> **YOUR TASKS**
1 – In the article on the teacher shortage, list every subject area that Mike Teng names as having higher teaching needs.
2 – Reproduce the passage of the teacher shortage article starting with "Nation faces teacher" and going on through "Photo by Shutterstock.".
3 – Write the next part of the article on the nationwide teacher shortage, picking up after its final sentence.

> **TEXT SECTION**

┄┄┄┄┄┄┄┄┄┄┄┄┄┄┄┄┄┄┄┄

Nation faces teacher shortage — even substitutes are tough to find

“I think there are always higher [teaching] needs because there's even a smaller pool when it comes to higher grade levels, such as math and science, foreign language, and special ed,” says Mike Teng, CEO of Swing Education. Photo by Shutterstock.

School districts nationwide are feeling the staffing pain. Some are offering subs higher pay, while others, like in Oregon, have dropped requirements for substitutes to have a college degree

As a result of low supply and high demand, many districts are scrambling, says Mike Teng, CEO of Swing Education. His business pairs substitute teachers with school districts in six states, including California and Washington, D.C.  

“They say, ‘When can we start? How many substitute teachers can you give us? How much does it cost?’ I think people are pretty desperate. So oftentimes, it's just like, ‘Mike, what does your contract look like?’ And they want to get right into it,” Teng tells KCRW.

┄┄┄┄┄┄┄┄┄┄┄┄┄┄┄┄┄┄┄┄

> **RECORDS PROVIDED**
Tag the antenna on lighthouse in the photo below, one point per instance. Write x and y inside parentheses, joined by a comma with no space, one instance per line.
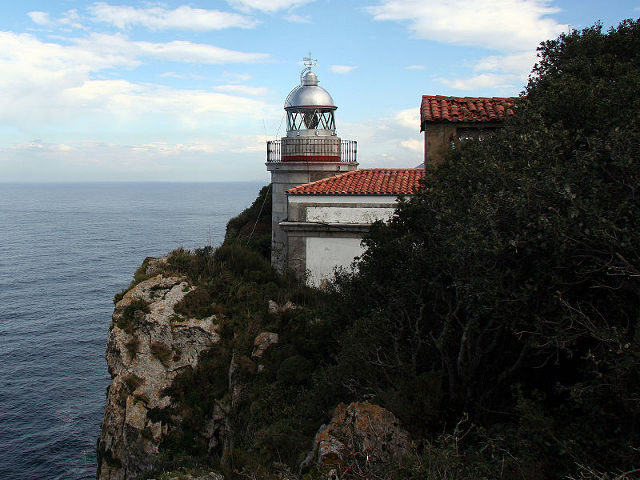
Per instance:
(308,63)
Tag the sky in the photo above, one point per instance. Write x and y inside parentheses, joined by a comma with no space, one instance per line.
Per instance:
(191,91)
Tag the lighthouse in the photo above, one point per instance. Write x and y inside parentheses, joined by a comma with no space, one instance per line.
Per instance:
(310,151)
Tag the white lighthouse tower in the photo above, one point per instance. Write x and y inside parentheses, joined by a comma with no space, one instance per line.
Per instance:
(311,151)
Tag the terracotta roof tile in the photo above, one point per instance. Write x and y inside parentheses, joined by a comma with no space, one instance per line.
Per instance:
(370,181)
(436,108)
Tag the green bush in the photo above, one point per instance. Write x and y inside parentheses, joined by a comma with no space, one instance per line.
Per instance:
(131,313)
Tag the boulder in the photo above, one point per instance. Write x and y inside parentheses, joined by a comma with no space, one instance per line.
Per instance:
(362,429)
(262,343)
(145,352)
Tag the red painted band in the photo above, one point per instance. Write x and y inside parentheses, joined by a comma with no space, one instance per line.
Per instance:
(310,158)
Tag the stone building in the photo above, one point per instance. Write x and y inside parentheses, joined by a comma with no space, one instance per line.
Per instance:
(310,151)
(327,218)
(446,121)
(322,204)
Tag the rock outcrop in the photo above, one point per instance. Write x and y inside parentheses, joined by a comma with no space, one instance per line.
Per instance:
(359,429)
(149,345)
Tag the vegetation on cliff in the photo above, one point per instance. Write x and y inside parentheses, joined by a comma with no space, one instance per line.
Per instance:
(496,315)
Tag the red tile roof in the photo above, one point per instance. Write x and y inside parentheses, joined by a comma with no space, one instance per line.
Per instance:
(370,181)
(436,108)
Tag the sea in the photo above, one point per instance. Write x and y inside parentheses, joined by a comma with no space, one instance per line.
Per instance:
(65,250)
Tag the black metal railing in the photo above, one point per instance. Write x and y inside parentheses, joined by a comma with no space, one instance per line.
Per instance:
(348,151)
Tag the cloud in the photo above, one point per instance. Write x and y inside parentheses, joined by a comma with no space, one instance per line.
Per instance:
(182,76)
(503,25)
(234,77)
(159,18)
(69,19)
(512,63)
(485,81)
(293,18)
(40,18)
(177,50)
(233,157)
(266,5)
(49,87)
(342,69)
(505,72)
(243,90)
(413,144)
(409,118)
(393,141)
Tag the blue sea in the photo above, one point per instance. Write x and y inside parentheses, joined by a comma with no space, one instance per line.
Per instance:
(65,250)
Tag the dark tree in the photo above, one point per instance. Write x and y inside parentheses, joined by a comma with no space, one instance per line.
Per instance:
(509,286)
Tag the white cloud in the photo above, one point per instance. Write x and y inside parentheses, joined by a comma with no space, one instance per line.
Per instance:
(294,18)
(69,19)
(505,72)
(504,25)
(266,5)
(512,63)
(342,69)
(44,86)
(234,77)
(41,18)
(159,18)
(177,50)
(182,76)
(243,90)
(409,118)
(413,144)
(393,141)
(485,81)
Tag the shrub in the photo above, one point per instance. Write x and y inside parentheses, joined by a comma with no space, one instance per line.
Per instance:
(161,351)
(195,304)
(132,346)
(130,314)
(132,381)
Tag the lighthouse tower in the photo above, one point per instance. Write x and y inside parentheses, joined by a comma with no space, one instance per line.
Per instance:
(311,151)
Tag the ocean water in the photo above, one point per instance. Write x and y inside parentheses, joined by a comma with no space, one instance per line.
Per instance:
(65,250)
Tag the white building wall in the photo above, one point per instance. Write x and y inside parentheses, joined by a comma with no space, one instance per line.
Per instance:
(327,214)
(325,254)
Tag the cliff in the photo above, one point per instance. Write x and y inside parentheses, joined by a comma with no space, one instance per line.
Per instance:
(149,345)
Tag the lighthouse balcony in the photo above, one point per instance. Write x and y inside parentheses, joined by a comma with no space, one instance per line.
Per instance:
(312,150)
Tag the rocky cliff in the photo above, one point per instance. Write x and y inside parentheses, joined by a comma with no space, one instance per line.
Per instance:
(149,345)
(215,375)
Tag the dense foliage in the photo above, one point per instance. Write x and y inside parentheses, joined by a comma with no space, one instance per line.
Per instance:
(497,314)
(509,287)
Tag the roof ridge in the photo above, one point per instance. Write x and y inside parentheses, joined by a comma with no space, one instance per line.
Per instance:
(366,181)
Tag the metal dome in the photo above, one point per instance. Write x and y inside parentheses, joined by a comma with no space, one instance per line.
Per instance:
(309,95)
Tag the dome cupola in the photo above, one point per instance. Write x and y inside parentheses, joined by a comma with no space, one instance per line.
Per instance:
(310,108)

┄┄┄┄┄┄┄┄┄┄┄┄┄┄┄┄┄┄┄┄

> **ANSWERS TO THE PROBLEMS**
1 – math, science, foreign language, special ed

2 –
Nation faces teacher shortage — even substitutes are tough to find

“I think there are always higher [teaching] needs because there's even a smaller pool when it comes to higher grade levels, such as math and science, foreign language, and special ed,” says Mike Teng, CEO of Swing Education. Photo by Shutterstock.

3 –
Many subs are concerned about vaccinations among students in the classroom and in their own families, he says. “We have had some substitute teachers tell us that they still are really interested in being substitute teachers and getting into the classroom, but that they want to wait until students ages 5-11 can be vaccinated. Maybe that includes their own kids.”

Currently, he says Swing Education does not have enough teachers to meet the high demand of the districts the company works with. 

“[Needs] cover the whole spectrum. I think there are always higher needs because there's even a smaller pool when it comes to higher grade levels, such as math and science, foreign language, and special ed. Those will always be, I think, in particularly high demand and low supply.”